**ENTRIES SUPPLIED**:
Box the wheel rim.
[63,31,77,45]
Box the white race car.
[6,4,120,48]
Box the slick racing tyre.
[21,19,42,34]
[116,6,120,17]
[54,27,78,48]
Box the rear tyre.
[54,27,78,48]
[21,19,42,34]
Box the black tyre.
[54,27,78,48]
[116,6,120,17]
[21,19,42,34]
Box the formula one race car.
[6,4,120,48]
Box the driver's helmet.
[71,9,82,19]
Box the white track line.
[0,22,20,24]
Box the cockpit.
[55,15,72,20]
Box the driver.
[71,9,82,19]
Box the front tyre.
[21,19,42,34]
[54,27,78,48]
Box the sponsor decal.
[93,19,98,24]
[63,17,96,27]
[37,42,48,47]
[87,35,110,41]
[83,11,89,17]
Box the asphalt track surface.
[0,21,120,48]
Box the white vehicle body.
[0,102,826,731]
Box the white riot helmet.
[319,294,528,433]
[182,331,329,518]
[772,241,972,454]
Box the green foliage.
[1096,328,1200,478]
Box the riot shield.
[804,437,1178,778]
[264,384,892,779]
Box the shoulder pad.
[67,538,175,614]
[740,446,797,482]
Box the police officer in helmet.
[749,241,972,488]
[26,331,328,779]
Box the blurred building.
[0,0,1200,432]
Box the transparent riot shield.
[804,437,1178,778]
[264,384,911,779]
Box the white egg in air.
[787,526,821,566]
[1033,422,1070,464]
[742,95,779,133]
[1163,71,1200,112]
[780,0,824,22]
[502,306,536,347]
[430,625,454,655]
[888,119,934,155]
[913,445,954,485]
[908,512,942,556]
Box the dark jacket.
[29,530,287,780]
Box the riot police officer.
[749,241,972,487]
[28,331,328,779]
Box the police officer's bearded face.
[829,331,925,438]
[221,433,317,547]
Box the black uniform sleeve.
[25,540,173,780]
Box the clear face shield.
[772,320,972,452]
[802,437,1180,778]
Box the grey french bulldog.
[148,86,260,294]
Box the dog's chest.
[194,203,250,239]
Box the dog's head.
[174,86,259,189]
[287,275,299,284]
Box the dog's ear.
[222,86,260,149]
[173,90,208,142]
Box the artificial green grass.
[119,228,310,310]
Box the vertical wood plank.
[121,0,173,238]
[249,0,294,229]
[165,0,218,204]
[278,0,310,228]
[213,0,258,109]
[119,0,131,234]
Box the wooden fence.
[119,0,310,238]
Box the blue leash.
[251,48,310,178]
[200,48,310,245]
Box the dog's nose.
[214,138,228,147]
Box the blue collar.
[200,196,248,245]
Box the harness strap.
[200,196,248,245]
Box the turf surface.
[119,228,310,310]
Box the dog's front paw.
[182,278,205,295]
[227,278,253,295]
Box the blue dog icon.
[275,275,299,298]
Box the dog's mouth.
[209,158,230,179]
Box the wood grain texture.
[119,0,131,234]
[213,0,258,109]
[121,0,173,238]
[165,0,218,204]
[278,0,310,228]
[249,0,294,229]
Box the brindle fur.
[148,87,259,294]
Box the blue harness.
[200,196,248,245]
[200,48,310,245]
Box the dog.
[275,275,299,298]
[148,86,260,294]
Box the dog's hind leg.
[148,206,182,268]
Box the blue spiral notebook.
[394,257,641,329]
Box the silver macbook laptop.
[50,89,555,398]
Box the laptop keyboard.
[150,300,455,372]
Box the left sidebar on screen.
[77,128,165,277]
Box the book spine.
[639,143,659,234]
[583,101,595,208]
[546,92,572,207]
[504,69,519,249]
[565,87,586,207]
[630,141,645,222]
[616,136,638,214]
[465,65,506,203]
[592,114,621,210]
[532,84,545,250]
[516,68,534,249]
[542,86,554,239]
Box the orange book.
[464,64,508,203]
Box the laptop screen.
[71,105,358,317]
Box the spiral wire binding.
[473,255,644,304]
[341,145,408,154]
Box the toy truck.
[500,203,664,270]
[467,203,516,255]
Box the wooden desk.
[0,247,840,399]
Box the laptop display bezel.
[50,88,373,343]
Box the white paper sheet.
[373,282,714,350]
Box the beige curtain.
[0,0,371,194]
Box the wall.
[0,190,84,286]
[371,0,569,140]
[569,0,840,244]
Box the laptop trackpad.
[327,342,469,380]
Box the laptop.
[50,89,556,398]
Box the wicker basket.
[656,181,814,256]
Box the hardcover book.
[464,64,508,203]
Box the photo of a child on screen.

**STATED EXERCISE**: Reproduce all of the records above word for word, without altering anything.

**OUTPUT FOR THIS TASK**:
Box the wheel rim.
[63,31,77,45]
Box the white race car.
[6,4,120,48]
Box the slick racing tyre.
[21,19,42,34]
[116,6,120,17]
[54,27,78,48]
Box the rear tyre.
[54,27,78,48]
[21,19,42,34]
Box the black tyre.
[54,27,78,48]
[116,6,120,17]
[21,19,42,34]
Box the formula one race car.
[6,4,120,48]
Box the driver's helmet.
[71,9,82,19]
Box the white track line.
[0,22,20,24]
Box the cockpit.
[55,15,72,20]
Box the driver.
[71,9,82,19]
Box the front tyre.
[21,19,42,34]
[54,27,78,48]
Box the sponsor decal.
[93,19,98,24]
[63,17,96,27]
[37,42,48,47]
[87,35,110,41]
[83,11,89,17]
Box the asphalt track surface.
[0,21,120,48]
Box the white vehicle body.
[0,102,826,731]
Box the white riot helmet.
[319,294,528,433]
[182,331,329,518]
[772,241,972,454]
Box the green foliage.
[1096,328,1200,478]
Box the riot shield.
[804,437,1178,778]
[264,384,892,779]
Box the shoulder pad.
[67,538,175,614]
[740,446,797,482]
Box the police officer in helmet.
[749,241,972,488]
[26,331,328,779]
Box the blurred building.
[0,0,1200,432]
Box the transparent riot shield.
[804,437,1178,778]
[264,384,911,779]
Box the white egg in air.
[787,526,821,566]
[1033,422,1070,464]
[742,95,779,133]
[1163,71,1200,112]
[780,0,824,22]
[502,306,536,347]
[430,625,454,655]
[888,119,934,155]
[913,445,954,485]
[908,512,942,556]
Box the dark jacket.
[29,530,287,780]
Box the riot police officer.
[749,241,972,487]
[28,331,328,779]
Box the police officer's bearded face.
[829,331,925,438]
[221,433,317,547]
Box the black uniform sleeve.
[25,540,173,780]
Box the clear face shield.
[772,320,972,452]
[802,437,1180,778]
Box the grey french bulldog.
[148,86,260,294]
Box the dog's chest.
[194,203,250,239]
Box the dog's head.
[174,86,259,189]
[287,275,299,284]
Box the dog's ear.
[222,86,260,149]
[173,90,208,142]
Box the artificial green grass.
[119,228,310,310]
Box the vertical wood plank.
[121,0,173,238]
[249,0,294,229]
[165,0,218,204]
[278,0,310,228]
[213,0,258,109]
[119,0,131,234]
Box the wooden fence.
[119,0,310,238]
Box the blue leash.
[251,48,310,178]
[200,48,310,245]
Box the dog's nose.
[214,138,228,147]
Box the blue collar.
[200,196,248,245]
Box the harness strap.
[200,196,248,245]
Box the turf surface.
[119,228,310,310]
Box the dog's front paw.
[182,278,205,295]
[227,278,253,295]
Box the blue dog icon.
[275,275,299,298]
Box the dog's mouth.
[209,158,230,179]
Box the wood grain texture.
[119,0,131,234]
[213,0,258,109]
[121,0,173,238]
[165,0,218,204]
[278,0,310,228]
[249,0,294,229]
Box the brindle fur.
[148,87,259,294]
Box the blue harness.
[200,196,248,245]
[200,48,310,245]
Box the dog.
[275,275,299,298]
[148,86,260,294]
Box the dog's hind leg.
[148,206,182,268]
Box the blue spiral notebook.
[394,257,641,329]
Box the silver macbook laptop.
[50,89,555,398]
Box the laptop keyboard.
[150,300,455,372]
Box the left sidebar on screen.
[77,128,165,277]
Box the book spine.
[639,143,659,234]
[583,101,595,208]
[546,92,572,207]
[504,69,519,249]
[565,87,586,207]
[630,141,645,222]
[616,136,638,214]
[465,65,506,203]
[592,114,621,210]
[532,84,545,250]
[516,68,534,249]
[542,86,554,239]
Box the orange book.
[464,64,508,203]
Box the laptop screen.
[71,105,358,317]
Box the spiral wire binding.
[473,255,644,304]
[341,145,408,154]
Box the toy truck.
[500,203,664,270]
[467,203,516,255]
Box the wooden desk.
[0,247,840,399]
Box the laptop display bezel.
[50,88,373,343]
Box the white paper sheet.
[373,282,714,350]
Box the beige curtain.
[0,0,371,194]
Box the wall.
[0,190,84,286]
[371,0,569,140]
[569,0,840,244]
Box the laptop trackpad.
[327,342,469,380]
Box the laptop.
[50,89,556,398]
Box the wicker basket.
[656,181,814,256]
Box the hardcover book.
[464,64,508,203]
Box the photo of a child on screen.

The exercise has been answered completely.